**Task**. Everything from the line with "Category: blue statue figure" through the last line of the records below should be copied exactly, both ends included.

======== Records

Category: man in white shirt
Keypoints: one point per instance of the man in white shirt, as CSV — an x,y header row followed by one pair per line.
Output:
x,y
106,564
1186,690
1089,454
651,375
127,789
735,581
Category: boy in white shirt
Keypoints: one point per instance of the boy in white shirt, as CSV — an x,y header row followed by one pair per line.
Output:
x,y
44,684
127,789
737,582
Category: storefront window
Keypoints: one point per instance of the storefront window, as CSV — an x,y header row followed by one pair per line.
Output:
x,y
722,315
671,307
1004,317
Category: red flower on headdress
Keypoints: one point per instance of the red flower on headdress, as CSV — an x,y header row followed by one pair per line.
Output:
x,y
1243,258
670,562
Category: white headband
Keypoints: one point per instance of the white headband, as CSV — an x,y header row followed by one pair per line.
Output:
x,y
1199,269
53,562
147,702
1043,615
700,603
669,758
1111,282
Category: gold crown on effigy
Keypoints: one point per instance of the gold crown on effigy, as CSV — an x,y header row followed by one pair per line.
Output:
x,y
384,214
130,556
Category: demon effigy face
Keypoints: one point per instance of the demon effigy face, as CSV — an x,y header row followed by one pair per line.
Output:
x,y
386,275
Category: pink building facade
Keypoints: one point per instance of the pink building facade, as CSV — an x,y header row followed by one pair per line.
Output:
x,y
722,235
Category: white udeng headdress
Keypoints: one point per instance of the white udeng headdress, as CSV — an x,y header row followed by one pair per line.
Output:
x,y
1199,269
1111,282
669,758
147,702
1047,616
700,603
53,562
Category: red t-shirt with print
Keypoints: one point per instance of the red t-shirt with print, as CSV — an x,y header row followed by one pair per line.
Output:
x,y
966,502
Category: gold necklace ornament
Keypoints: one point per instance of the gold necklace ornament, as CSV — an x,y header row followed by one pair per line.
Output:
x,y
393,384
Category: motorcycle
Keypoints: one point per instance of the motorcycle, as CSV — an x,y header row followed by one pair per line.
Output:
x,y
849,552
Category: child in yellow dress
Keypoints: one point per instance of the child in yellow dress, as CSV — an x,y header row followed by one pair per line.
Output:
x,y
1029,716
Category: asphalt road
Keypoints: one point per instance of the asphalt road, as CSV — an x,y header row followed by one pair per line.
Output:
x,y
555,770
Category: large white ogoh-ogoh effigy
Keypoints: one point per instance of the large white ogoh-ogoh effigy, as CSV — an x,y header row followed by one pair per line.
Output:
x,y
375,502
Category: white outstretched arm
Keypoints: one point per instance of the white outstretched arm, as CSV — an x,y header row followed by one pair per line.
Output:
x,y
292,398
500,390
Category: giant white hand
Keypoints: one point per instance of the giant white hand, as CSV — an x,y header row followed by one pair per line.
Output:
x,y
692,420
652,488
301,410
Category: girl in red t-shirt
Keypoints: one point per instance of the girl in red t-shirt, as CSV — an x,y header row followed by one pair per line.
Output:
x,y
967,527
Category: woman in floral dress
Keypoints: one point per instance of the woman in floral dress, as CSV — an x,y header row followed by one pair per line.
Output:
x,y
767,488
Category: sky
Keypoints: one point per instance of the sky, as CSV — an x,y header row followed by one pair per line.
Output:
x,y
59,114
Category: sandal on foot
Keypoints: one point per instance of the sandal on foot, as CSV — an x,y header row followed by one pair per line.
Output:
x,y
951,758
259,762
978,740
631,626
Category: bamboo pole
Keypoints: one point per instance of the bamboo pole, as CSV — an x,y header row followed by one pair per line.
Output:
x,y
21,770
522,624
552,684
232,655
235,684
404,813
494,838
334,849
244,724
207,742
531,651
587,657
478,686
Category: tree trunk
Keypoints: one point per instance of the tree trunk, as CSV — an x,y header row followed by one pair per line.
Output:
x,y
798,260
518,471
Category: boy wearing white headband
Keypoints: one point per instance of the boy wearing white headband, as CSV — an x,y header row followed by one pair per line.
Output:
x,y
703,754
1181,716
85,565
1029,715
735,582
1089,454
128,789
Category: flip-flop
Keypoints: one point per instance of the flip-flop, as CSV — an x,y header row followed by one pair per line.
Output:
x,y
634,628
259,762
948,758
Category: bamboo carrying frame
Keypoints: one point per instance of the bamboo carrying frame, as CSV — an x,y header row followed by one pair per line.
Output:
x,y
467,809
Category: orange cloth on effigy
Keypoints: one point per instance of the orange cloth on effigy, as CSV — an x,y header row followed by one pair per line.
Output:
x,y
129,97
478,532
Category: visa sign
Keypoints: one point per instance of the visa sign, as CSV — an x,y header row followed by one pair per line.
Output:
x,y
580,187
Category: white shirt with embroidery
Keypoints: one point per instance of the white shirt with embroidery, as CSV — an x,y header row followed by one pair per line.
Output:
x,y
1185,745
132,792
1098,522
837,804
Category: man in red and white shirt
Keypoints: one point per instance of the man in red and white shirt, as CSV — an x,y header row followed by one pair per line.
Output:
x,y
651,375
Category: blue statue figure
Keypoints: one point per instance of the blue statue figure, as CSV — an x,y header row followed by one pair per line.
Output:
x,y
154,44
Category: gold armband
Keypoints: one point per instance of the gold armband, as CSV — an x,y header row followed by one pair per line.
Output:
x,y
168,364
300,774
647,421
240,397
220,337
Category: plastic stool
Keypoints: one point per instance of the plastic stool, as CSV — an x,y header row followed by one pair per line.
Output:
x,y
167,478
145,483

================

**Written solution**.
Category: blue statue figure
Keypoints: one point per instance of the blue statue figure, as CSV — an x,y header row followed by one pair per line.
Output:
x,y
154,44
Category: gold armband
Keypoints: one point per instance of the gold armband, as CSV — an x,y header row followed by one pair per line.
Output:
x,y
168,364
300,774
647,421
240,397
220,337
Category: plastic stool
Keypoints: one point per instance of the plastic stool, as CSV — an x,y header row followed by one pair per line.
Output:
x,y
167,478
145,483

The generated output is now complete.